EXERCISE OBJECTIVE:
Continue the forum thread about Prometheus and earlier science fiction films from the point where it stops.

Too Much Garlic
Master Member
OMG... am I daft or what!?!! :lol
Thanks.
Thanks.
This might be interesting, too.
Voyage to the Prehistoric Planet (1965) - YouTube
It says it's a Roger Corman release of the Russian movie "Planet of the Storms" (the one with the space suits that might well have inspired the PROMETHEUS ones).
Oh, I just found Wikipedia indeed says it is!
Voyage to the Prehistoric Planet - Wikipedia, the free encyclopedia
Cheers!
The black goo in that flick was more akin to the creatures from The Blob and The Green Slime than an inanimate liquid holding a virus, as in Prometheus. The black oil on Venus moved and attacked people just like in The Blob, which had come out two years earlier.
The Prometheus black goo has more in common with the X-files 'black oil', also a virus that altered human DNA, which was probably indirectly inspired by First Spaceship on Venus. In both the film and the source material, a book by Stanislaw Lem, they find evidence of an alien civilization at Tunguska, the site of an asteroid impact in Siberia. Where did the black oil come from in the X-Files? Mined from the meteoric rocks in Tunguska. Where did the goo in The Blob come from? A meteor that crashed to Earth.
These ideas just go round and round in sci-fi.
To me, the Fifield attack is actually one of the clearest examples of what makes the film weak. Sticking Shaw in the rover and Weyland looking on during the attack makes it marginally better, but even then it's still ill-conceived.
The zombie attack also represents a clear incompatibility with what was originally written for the movie and what the team decided to go with. I.E. NOT be an Alien movie. You see, all of the alien films share one thing in common with each other. When the alien appears, it's something everyone takes seriously and totally changes the everyone's mood. Even after they think it's dead, it's still a concern ("What I think we should do is just freeze him. If he's got a disease, we should stop it where it is."). But in Prometheus, the zombie isn't a concern. It's not even worth mentioning at all after it happens even when everyone heads out to the Temple that caused it.

INFORMATION:

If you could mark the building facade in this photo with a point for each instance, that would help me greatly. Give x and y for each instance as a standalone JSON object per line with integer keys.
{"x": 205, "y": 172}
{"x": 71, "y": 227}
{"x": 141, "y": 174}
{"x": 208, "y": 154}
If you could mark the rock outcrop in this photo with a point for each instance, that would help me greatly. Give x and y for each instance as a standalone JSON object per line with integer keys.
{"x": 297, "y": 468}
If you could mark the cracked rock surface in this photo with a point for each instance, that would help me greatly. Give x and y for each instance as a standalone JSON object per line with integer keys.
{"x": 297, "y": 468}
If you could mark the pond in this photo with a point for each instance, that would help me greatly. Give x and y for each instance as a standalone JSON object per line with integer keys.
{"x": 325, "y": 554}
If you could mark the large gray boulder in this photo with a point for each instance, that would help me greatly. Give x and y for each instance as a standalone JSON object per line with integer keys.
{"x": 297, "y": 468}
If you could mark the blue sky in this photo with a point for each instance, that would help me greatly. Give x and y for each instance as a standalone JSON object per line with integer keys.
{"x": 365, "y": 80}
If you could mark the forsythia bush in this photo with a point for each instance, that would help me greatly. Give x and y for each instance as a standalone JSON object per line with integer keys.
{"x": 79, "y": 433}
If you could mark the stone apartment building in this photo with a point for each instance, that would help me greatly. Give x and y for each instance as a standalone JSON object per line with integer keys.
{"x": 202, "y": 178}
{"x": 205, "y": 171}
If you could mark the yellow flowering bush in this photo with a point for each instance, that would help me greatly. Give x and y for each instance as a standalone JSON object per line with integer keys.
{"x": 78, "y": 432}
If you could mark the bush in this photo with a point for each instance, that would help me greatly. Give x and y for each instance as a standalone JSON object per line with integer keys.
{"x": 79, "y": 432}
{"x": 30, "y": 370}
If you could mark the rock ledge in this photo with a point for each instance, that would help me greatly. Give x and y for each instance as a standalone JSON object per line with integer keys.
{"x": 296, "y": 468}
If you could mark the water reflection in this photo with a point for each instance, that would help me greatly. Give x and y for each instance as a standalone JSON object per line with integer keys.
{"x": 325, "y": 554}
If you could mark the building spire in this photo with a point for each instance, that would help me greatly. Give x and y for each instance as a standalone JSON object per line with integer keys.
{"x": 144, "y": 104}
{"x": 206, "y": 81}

ANSWER SECTION:
Picture a writer who wrote a movie script as a musical comedy and a director who wanted the script to be a serious drama. What Prometheus does is take the serious drama route, but keeps one of the comedic musical numbers in, two things which are clearly incompatible with each other even though they're in the same film. That's what this zombie attack is. It's an element of ALIEN thrown in even though the film doesn't want to be an Alien film. So instead of a creature attack that should have a lasting impact in the story, we're left with a scene that's totally random and ends up being completely pointless.
Another idea:
Not every engineer is on the same page as everyone else. You might have a "science caste" and a "warrior caste." The scientists want to interact with life on earth, the warriors say "WTF is the point of this? Are they weapons? No. Are they useful for anything else? No. Wipe 'em out and let's go build some new weapons. Hey! We could wipe them out WITH our new weapons! Yeah! Test-run!!"